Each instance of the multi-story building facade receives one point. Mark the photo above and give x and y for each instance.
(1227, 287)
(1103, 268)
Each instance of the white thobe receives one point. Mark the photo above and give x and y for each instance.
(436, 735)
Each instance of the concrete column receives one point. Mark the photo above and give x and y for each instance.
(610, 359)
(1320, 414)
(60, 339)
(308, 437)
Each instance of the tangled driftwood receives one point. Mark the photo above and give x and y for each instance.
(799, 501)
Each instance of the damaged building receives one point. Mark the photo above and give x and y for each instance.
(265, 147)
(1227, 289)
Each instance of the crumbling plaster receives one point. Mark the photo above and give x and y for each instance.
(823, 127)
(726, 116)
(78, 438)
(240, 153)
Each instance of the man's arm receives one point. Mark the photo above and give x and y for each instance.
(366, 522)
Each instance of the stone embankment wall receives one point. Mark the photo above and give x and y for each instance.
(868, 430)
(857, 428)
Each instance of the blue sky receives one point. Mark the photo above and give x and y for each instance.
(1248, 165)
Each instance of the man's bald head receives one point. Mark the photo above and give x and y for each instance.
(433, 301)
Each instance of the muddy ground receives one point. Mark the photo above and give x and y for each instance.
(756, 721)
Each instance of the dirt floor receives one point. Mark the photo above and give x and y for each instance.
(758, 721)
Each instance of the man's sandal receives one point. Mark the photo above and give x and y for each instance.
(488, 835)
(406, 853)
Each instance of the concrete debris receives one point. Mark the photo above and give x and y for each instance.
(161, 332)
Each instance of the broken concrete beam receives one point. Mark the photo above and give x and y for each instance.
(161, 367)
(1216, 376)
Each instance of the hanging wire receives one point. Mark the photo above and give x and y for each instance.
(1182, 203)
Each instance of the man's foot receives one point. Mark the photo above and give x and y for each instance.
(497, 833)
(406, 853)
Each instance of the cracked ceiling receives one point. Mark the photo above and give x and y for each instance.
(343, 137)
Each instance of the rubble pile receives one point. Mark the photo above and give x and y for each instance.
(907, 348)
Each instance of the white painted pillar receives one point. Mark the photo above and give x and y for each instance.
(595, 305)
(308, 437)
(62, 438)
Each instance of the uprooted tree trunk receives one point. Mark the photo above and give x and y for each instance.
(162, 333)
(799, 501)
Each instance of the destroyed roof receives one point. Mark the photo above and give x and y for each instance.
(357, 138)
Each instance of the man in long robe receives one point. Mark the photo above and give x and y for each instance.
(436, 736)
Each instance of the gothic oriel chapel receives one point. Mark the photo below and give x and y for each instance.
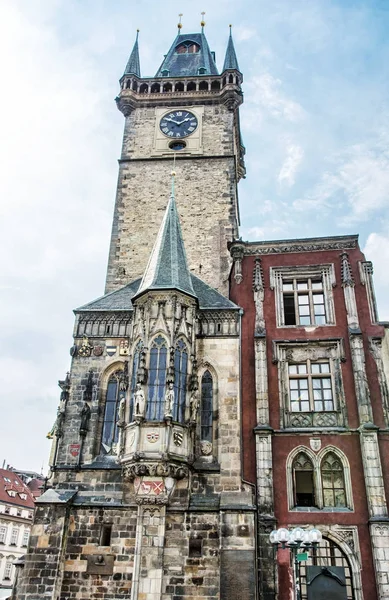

▬▬▬

• **DO THIS**
Reproduce all of the data above verbatim, omitting the pictures.

• **WRITTEN SOLUTION**
Each instance of the multi-story building facade receives one point. Mark the photo above and give x and y for each instance.
(1227, 287)
(1103, 268)
Each instance of the white thobe receives one point. Mark the photo above and give x and y for each instance.
(436, 735)
Each instance of the concrete column receives one point. Mark the photo above and give x and y for each instance.
(610, 359)
(1320, 414)
(60, 339)
(308, 437)
Each instance of the tangled driftwood receives one point. Mark the photo above and give x and y for each instance.
(799, 501)
Each instance of the damaged building receives one point. Mark the photo above and give x and y for each instance.
(265, 147)
(1227, 289)
Each instance of the crumbling plaster receives one point. Mark the photo above and give x and y for each instance.
(823, 127)
(726, 116)
(78, 438)
(240, 153)
Each instance of the man's arm receives one point. Mark the photo above and give x and y for each instance.
(366, 522)
Each instance of the stone embankment wall receives one point. Mark the photo above and give x and y for each instance.
(868, 430)
(857, 428)
Each instance of the blue sky receives one point. Mark the photo above and give x and y for each instance.
(1248, 165)
Each instance of the man's bald head receives one point. Mark the photo above and give x and y for each instance.
(433, 301)
Each instance of the muddy ground receives one point. Mark the photo above and give x and y for each instance.
(756, 721)
Each instance of the dirt floor receives one point. Mark the photo above and give x and y for each instance.
(758, 721)
Each instance of the man's sandal receives one point. Mark the photo above and give x and y for each instance.
(488, 835)
(406, 853)
Each instance of the concrete debris receives one point. Mark the photo above and give x and y for each instance.
(161, 332)
Each instance of the broken concrete beam receives one point. Mark the photo above and give x and y for each instance.
(161, 367)
(1216, 376)
Each instance of the hanging wire receives one point. Mark the photo above and give x and y for each instance.
(1182, 203)
Each instance of the man's foot receives one point. Mark the photo above and give x and y for each instance.
(497, 833)
(406, 853)
Each instance of the cracked ceiling receives one point. Mark the photo above and give x and y for each instance.
(343, 137)
Each instance of the rubble pile receives one point. Mark the photo above and give x and y for each instance.
(907, 348)
Each instance of the white painted pillar receives one point. Mark the photo above and give x and y for each instance.
(595, 305)
(308, 437)
(62, 438)
Each instance of the uprooted tree trunk receives one point. Mark the photo above and give x and y for each instance.
(162, 333)
(799, 501)
Each instance of the destroyed roof receives one point. Mark the photo above and give x and y for each instance.
(357, 138)
Each instance of the man in long robe receives one point. Mark the photo above and give x and y for each instance.
(436, 736)
Each instance of the gothic oriel chapel receives one point. Mark the photo below and give x and y for each instance.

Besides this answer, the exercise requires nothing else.